Segurança pública não se faz com sangue 

A operação mais letal da história do Rio de Janeiro, a Operação Contenção, nesta terça (28), expõe o fracasso e a violência estrutural da política de segurança no estado e coloca a cidade em estado de terror.

A chacina que se desenrola desde as primeiras horas desta terça-feira (28), nos complexos de favelas do Alemão e da Penha, na Zona Norte do Rio de Janeiro, inscreve-se em um longo e trágico histórico de matanças cometidas por forças policiais no estado — apresentadas, equivocadamente, como política pública. Até o momento, já são 64 pessoas mortas em uma única operação — a mais letal da história do Rio de Janeiro. 

A perda massiva de vidas reitera o padrão de letalidade que caracteriza a gestão de Cláudio Castro, governador que detém o título de responsável por quatro das cinco operações mais letais da história do Rio de Janeiro, superando seus próprios recordes anteriores registrados no Jacarezinho (2021) e na Vila Cruzeiro (2022). O que o governador Cláudio Castro classificou hoje como a maior operação da história do Rio de Janeiro é, na verdade, uma matança produzida pelo Estado brasileiro. 

Ao longo dos quase 40 anos de vigência da Constituição Federal, o que se viu nas favelas fluminenses foi a consolidação de uma política de segurança baseada no uso da força e da morte, travestida de “guerra” ou “resistência à criminalidade”. Trata-se de uma atuação seletiva, dirigida contra populações negras e empobrecidas, que tem no sangue seu instrumento de controle e dominação.

Não há nela elementos que efetivamente reduzam o poderio das facções criminosas nos territórios. Pelo contrário: essas ações aprofundam a insegurança e o medo, instalam o pânico, interrompem o cotidiano de milhares de famílias, impedem crianças de ir à escola e impõem o terror como expressão de poder estatal. A morte não pode ser tratada como política pública.

Esse ciclo de violência não é acidental: ele decorre de uma estratégia deliberada que privilegia o confronto armado em detrimento de qualquer compromisso com a vida e com a legalidade. Durante seu pronunciamento, o governador ainda tentou responsabilizar a Arguição de Descumprimento de Preceito Fundamental n.º 635 — a ADPF das Favelas — e as organizações da sociedade civil que atuaram por sua implementação, pela letalidade da operação. Ao fazer isso, ataca o controle das polícias, papel constitucionalmente atribuído ao Ministério Público, e busca deslegitimar o trabalho das entidades que lutam pelo direito à vida nas favelas.

■ **SEÇÃO DE DADOS**:
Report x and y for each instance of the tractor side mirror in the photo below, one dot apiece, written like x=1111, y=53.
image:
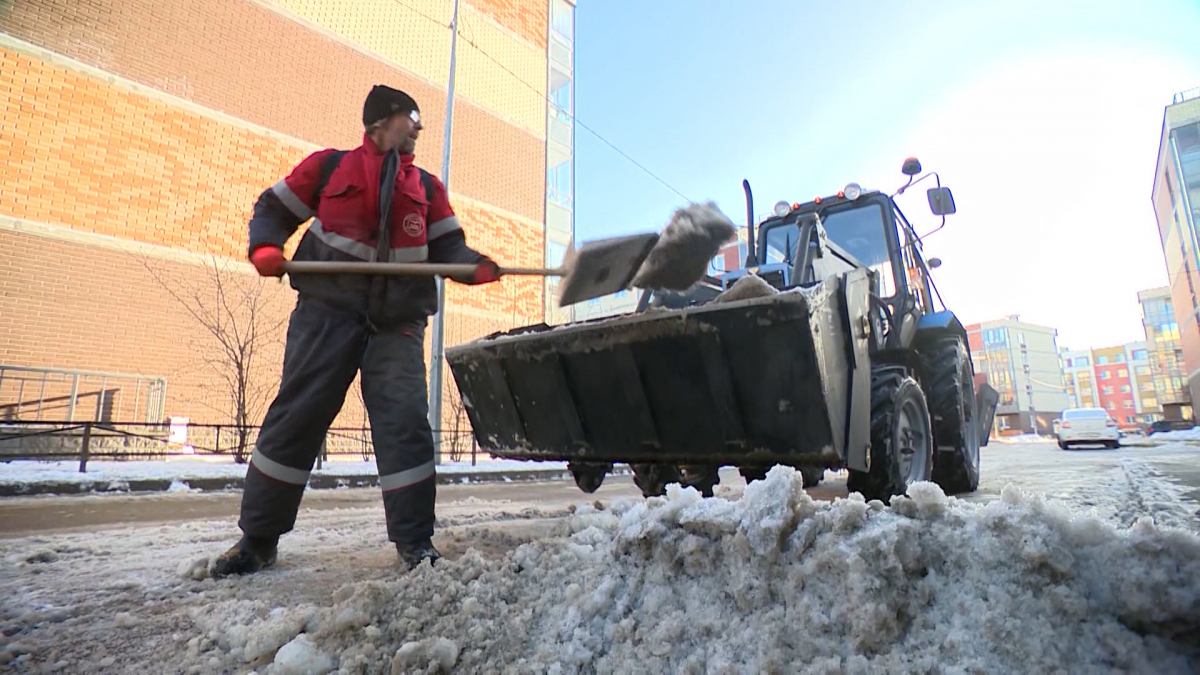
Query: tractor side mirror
x=941, y=201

■ **EXERCÍCIOS A FAZER**:
#1 Responda às perguntas com base no trecho para leitura:
(a) Quantas pessoas haviam sido mortas na operação até o momento do relato?
(b) Em quais complexos de favelas ocorreu a chacina?
(c) Em quais locais e anos foram registrados os recordes anteriores do governador?
#2 Traduza para o inglês esta frase do trecho para leitura: "Não há nela elementos que efetivamente reduzam o poderio das facções criminosas nos territórios."
A listagem não tem nenhuma relação com o trecho para leitura.

■ **OS RESULTADOS**:
#1
(a) 64 pessoas.
(b) Nos complexos do Alemão e da Penha, na Zona Norte do Rio de Janeiro.
(c) No Jacarezinho, em 2021, e na Vila Cruzeiro, em 2022.

#2 There are no elements in it that effectively reduce the power of the criminal factions in the territories.